▶ _WRITTEN INSTRUCTION_
In the records below, copy out every line from the one containing "Locate the red and" down to the one containing "[[124, 75, 139, 80]]", including both of those lines. Leave any pictures out of your copy.

Stored data:

------------------------------------------------------------------------

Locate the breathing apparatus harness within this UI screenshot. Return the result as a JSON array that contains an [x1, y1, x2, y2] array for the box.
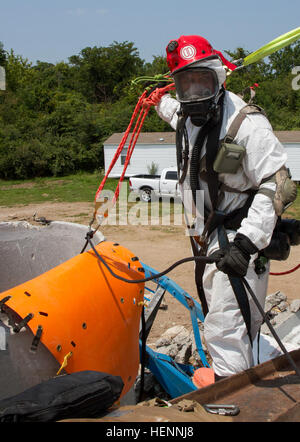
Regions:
[[176, 83, 300, 345]]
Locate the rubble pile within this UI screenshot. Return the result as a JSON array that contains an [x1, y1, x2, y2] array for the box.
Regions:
[[261, 291, 300, 335], [134, 291, 300, 400]]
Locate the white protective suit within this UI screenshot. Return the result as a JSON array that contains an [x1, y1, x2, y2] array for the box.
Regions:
[[156, 60, 287, 376]]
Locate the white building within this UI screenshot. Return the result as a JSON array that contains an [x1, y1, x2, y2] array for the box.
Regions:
[[104, 131, 300, 181]]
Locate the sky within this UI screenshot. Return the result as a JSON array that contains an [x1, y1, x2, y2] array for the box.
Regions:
[[0, 0, 300, 64]]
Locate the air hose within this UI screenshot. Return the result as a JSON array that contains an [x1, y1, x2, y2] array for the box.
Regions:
[[86, 232, 300, 377], [85, 232, 215, 284]]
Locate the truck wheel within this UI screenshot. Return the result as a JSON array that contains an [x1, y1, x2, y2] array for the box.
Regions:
[[140, 187, 152, 203]]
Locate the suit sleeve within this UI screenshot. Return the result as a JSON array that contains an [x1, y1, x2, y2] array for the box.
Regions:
[[238, 114, 287, 250]]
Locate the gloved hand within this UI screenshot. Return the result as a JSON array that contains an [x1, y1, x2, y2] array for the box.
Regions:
[[209, 233, 258, 276], [147, 81, 169, 97]]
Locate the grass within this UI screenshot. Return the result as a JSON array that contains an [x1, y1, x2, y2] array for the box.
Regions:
[[0, 173, 118, 207], [0, 172, 300, 223]]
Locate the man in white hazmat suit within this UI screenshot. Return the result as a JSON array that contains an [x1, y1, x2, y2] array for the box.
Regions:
[[156, 35, 294, 380]]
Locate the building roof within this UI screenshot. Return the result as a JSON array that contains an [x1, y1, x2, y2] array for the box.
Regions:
[[104, 130, 300, 146]]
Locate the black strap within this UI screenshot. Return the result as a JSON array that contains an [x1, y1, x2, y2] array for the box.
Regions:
[[218, 225, 252, 347], [190, 236, 208, 317]]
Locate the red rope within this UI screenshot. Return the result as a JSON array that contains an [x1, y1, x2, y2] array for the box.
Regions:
[[270, 264, 300, 276], [95, 83, 175, 216]]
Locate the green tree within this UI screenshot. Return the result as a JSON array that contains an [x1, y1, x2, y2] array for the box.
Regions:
[[69, 41, 143, 103]]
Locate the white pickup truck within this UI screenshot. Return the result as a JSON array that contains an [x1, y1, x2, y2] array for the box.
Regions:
[[129, 167, 180, 203]]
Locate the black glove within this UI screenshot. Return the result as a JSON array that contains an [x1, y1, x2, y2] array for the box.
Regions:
[[209, 233, 258, 276]]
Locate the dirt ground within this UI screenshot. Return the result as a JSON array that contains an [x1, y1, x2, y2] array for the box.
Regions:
[[0, 203, 300, 343]]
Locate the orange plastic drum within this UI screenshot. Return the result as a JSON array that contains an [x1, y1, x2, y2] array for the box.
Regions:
[[0, 241, 144, 396]]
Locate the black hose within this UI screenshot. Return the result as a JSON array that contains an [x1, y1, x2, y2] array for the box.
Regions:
[[87, 238, 216, 284]]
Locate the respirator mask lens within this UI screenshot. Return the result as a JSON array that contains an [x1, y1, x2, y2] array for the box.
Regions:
[[174, 68, 219, 103]]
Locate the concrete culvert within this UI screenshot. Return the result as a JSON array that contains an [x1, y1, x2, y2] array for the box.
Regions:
[[0, 221, 104, 292]]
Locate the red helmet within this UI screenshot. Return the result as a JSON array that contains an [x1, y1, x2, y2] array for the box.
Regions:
[[166, 35, 236, 74]]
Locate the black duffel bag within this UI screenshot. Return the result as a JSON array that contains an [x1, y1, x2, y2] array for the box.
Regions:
[[0, 370, 124, 422]]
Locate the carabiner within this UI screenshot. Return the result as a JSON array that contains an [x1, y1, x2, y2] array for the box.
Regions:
[[203, 404, 240, 416]]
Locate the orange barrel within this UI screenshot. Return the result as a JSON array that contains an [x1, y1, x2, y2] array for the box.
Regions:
[[0, 241, 144, 396]]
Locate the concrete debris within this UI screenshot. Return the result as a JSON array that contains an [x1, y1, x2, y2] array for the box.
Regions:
[[290, 299, 300, 313], [155, 323, 206, 365], [261, 291, 300, 336]]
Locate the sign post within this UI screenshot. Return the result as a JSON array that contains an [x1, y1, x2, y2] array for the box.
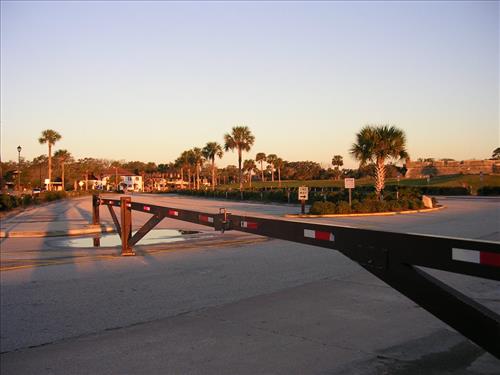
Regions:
[[344, 178, 355, 207], [299, 186, 309, 215]]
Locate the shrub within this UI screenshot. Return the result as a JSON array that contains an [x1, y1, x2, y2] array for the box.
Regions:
[[0, 194, 18, 211], [477, 186, 500, 196]]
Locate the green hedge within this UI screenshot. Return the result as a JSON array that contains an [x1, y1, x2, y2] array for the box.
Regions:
[[309, 198, 424, 215]]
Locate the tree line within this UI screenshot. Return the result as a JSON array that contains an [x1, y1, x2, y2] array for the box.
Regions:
[[0, 125, 414, 200]]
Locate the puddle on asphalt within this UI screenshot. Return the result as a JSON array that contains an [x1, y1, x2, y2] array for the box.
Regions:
[[57, 229, 200, 247]]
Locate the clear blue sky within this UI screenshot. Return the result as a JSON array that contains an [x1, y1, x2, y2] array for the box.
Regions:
[[1, 1, 500, 166]]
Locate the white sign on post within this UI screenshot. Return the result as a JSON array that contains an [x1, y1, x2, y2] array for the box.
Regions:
[[344, 178, 354, 189], [299, 186, 309, 201]]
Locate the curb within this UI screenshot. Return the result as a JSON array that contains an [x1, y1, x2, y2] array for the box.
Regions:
[[284, 206, 446, 219], [0, 225, 115, 238]]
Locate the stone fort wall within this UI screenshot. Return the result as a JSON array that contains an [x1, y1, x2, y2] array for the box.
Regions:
[[405, 160, 500, 178]]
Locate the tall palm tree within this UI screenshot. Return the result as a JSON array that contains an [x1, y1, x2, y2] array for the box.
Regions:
[[350, 125, 409, 199], [267, 154, 278, 182], [179, 150, 194, 189], [201, 142, 224, 190], [192, 147, 204, 190], [224, 126, 255, 190], [243, 159, 255, 188], [255, 152, 266, 182], [54, 150, 73, 191], [332, 155, 344, 179], [491, 147, 500, 160], [38, 129, 61, 190]]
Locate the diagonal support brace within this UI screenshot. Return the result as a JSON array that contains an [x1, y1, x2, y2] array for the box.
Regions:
[[129, 215, 165, 247]]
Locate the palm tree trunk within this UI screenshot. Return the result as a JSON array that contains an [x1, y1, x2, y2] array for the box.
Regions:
[[238, 148, 243, 190], [375, 159, 385, 199], [61, 162, 66, 191], [196, 163, 200, 190], [47, 142, 52, 191], [212, 158, 215, 191]]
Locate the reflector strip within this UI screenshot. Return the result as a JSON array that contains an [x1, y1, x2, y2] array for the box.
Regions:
[[240, 221, 259, 229], [451, 248, 500, 267], [304, 229, 335, 241], [168, 210, 179, 216], [198, 215, 214, 223]]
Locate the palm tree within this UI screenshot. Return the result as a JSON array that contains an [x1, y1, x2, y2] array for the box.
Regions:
[[54, 150, 73, 191], [38, 129, 61, 190], [177, 150, 194, 189], [243, 159, 255, 188], [201, 142, 224, 190], [224, 126, 255, 190], [192, 147, 204, 190], [267, 154, 278, 182], [255, 152, 266, 182], [350, 125, 409, 199], [332, 155, 344, 179]]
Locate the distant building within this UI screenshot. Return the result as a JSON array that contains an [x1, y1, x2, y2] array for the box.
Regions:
[[79, 167, 144, 192]]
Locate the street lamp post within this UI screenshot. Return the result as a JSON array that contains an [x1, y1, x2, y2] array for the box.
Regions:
[[17, 146, 22, 191]]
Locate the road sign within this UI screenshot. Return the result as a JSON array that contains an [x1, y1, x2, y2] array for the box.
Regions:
[[344, 178, 355, 189], [299, 186, 309, 201]]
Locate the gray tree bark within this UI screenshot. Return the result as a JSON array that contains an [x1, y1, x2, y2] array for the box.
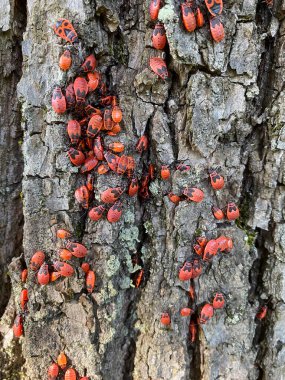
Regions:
[[0, 0, 285, 380]]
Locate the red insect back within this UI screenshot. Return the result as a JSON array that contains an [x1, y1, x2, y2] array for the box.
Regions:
[[81, 54, 96, 73], [88, 205, 105, 222], [73, 77, 88, 104], [181, 2, 196, 32], [107, 201, 123, 223], [51, 87, 66, 114]]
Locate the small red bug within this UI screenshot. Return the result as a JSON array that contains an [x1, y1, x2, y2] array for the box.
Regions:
[[205, 0, 223, 17], [128, 178, 139, 197], [196, 7, 205, 28], [20, 289, 29, 310], [104, 151, 118, 172], [64, 368, 76, 380], [210, 17, 225, 42], [30, 251, 45, 271], [80, 156, 98, 174], [74, 185, 89, 209], [181, 1, 196, 32], [227, 202, 239, 220], [203, 239, 219, 261], [88, 205, 105, 222], [73, 77, 88, 104], [213, 293, 225, 309], [183, 187, 204, 203], [180, 307, 194, 317], [189, 319, 197, 343], [196, 236, 208, 248], [57, 352, 67, 369], [67, 120, 81, 144], [58, 248, 72, 261], [21, 269, 28, 282], [65, 83, 76, 108], [210, 170, 225, 190], [50, 272, 61, 282], [48, 363, 59, 380], [149, 0, 161, 20], [200, 303, 214, 324], [59, 50, 72, 71], [103, 108, 113, 131], [136, 135, 148, 153], [149, 57, 169, 80], [178, 258, 193, 281], [81, 263, 90, 273], [160, 165, 170, 181], [67, 148, 85, 166], [101, 187, 124, 203], [56, 229, 71, 239], [160, 313, 171, 326], [81, 54, 96, 73], [107, 201, 123, 223], [86, 270, 96, 293], [87, 71, 100, 92], [66, 241, 87, 258], [53, 261, 74, 277], [37, 262, 49, 285], [53, 18, 78, 43], [256, 305, 268, 321], [167, 193, 181, 205], [212, 206, 225, 220], [152, 22, 167, 50], [13, 314, 24, 338], [51, 87, 66, 114]]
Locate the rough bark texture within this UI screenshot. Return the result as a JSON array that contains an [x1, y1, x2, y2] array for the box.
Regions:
[[0, 0, 285, 380]]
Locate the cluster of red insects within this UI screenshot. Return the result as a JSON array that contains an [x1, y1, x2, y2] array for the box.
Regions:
[[48, 352, 89, 380]]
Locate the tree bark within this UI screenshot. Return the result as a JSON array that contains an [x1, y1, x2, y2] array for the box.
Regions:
[[0, 0, 285, 380]]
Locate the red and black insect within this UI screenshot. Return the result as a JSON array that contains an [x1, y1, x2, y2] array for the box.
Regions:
[[53, 261, 74, 277], [128, 178, 139, 197], [149, 57, 169, 80], [178, 258, 193, 281], [30, 251, 45, 271], [205, 0, 223, 17], [160, 313, 171, 326], [37, 262, 50, 285], [88, 205, 106, 222], [210, 17, 225, 42], [67, 148, 85, 166], [203, 239, 219, 261], [183, 187, 204, 203], [66, 241, 87, 258], [181, 1, 196, 32], [227, 202, 239, 220], [107, 201, 123, 223], [59, 50, 72, 71], [85, 270, 96, 293], [74, 185, 89, 209], [136, 135, 148, 153], [209, 170, 225, 190], [67, 120, 81, 144], [213, 293, 225, 309], [149, 0, 161, 21], [48, 363, 59, 380], [81, 54, 96, 73], [73, 77, 88, 104], [152, 22, 167, 50], [101, 187, 124, 203], [93, 136, 103, 161], [199, 303, 214, 324], [53, 18, 78, 43], [13, 314, 24, 338], [51, 87, 66, 114]]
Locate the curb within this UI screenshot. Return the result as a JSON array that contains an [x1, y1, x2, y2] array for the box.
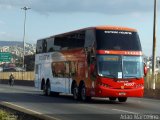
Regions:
[[0, 101, 61, 120]]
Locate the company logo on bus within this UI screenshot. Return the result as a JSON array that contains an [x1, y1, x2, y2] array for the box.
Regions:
[[124, 83, 135, 86]]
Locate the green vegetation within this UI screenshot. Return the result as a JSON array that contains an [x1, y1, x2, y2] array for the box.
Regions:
[[0, 110, 17, 120]]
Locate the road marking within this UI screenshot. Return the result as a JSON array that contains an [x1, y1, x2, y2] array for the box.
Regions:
[[112, 109, 138, 114], [0, 101, 61, 120]]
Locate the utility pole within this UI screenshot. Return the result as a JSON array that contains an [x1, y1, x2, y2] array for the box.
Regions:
[[152, 0, 157, 89], [21, 6, 31, 69]]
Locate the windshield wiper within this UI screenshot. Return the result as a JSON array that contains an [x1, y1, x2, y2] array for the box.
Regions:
[[124, 75, 139, 80]]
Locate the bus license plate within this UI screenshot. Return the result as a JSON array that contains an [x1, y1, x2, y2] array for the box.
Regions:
[[119, 92, 126, 95]]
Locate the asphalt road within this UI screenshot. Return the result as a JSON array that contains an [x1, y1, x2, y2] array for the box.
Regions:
[[0, 85, 160, 120]]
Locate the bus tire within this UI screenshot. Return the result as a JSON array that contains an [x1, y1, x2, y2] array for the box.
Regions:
[[80, 83, 91, 101], [109, 97, 117, 101], [118, 97, 127, 102], [72, 83, 78, 100]]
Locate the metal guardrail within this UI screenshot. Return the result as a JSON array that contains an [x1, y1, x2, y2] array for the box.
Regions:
[[0, 71, 35, 81]]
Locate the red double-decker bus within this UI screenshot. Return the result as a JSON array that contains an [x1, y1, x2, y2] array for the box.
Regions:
[[35, 26, 146, 102]]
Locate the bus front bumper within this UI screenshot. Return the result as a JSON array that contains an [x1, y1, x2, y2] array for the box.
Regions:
[[95, 87, 144, 97]]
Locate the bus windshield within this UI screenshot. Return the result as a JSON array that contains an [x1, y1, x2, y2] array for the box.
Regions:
[[97, 55, 143, 79], [96, 30, 141, 51]]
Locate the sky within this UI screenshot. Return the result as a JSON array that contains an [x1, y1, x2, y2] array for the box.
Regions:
[[0, 0, 160, 56]]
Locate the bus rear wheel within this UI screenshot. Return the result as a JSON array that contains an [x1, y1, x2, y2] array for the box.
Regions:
[[109, 97, 117, 101], [118, 97, 127, 102], [80, 84, 91, 101]]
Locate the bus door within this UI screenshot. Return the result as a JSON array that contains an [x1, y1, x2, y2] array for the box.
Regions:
[[35, 64, 42, 88], [65, 62, 71, 93]]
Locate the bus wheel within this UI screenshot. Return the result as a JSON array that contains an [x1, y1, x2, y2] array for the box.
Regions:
[[80, 84, 91, 101], [73, 83, 78, 100], [118, 97, 127, 102], [109, 97, 117, 101], [46, 82, 51, 96]]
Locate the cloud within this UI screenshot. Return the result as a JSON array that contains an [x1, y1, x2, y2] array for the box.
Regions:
[[0, 0, 153, 14]]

------------------------------------------------------------------------

▶ _RESPONSE TO THE TASK_
Locate the red and black insect within this UI screenshot. Return the result as a JSON array that contains an [x1, y1, x2, y2] array for the box.
Regions:
[[53, 261, 74, 277], [128, 178, 139, 197], [149, 57, 169, 80], [178, 258, 193, 281], [30, 251, 45, 271], [205, 0, 223, 17], [160, 313, 171, 326], [37, 262, 50, 285], [88, 205, 106, 222], [210, 17, 225, 42], [67, 148, 85, 166], [203, 239, 219, 261], [183, 187, 204, 203], [66, 241, 87, 258], [181, 1, 196, 32], [227, 202, 239, 220], [107, 201, 123, 223], [59, 50, 72, 71], [85, 270, 96, 293], [74, 185, 89, 209], [136, 135, 148, 153], [209, 170, 225, 190], [67, 120, 81, 144], [213, 293, 225, 309], [149, 0, 161, 21], [48, 363, 59, 380], [81, 54, 96, 73], [73, 77, 88, 104], [152, 22, 167, 50], [101, 187, 124, 203], [93, 136, 103, 161], [199, 303, 214, 324], [53, 18, 78, 43], [13, 314, 24, 338], [51, 87, 66, 114]]
Locate the curb within this UI screenshot. Return the result as a JSON array that contains an [x1, y1, x2, y2] array for the box.
Regions:
[[0, 101, 61, 120]]
Locate the company logo on bus within this UI screenshot. Return the result as a JSON array that contains an [x1, y1, x2, y2] array for the box.
Regions:
[[124, 83, 135, 86]]
Locate the green vegetation within this UI screenshot. Return the result as a JSON array that contains an [x1, y1, x2, y2] array for the box.
Regions:
[[0, 110, 17, 120]]
Locate the road marking within this UI screenshot. Return the result as a JSON array that contains an [x1, y1, x2, y2] array for the box.
Regions:
[[112, 109, 138, 114], [0, 101, 61, 120]]
Locate the utility pole within this UI screenshot. Return the result as a JSON array that contains an [x1, y1, x2, y2] array for the box.
Regions:
[[152, 0, 157, 89], [21, 6, 31, 69]]
Locate the windshield wiper within this UI screenshot. Return the result as a JSON array that contains an [x1, y1, x2, y2] array for the box.
Regions:
[[124, 75, 139, 80]]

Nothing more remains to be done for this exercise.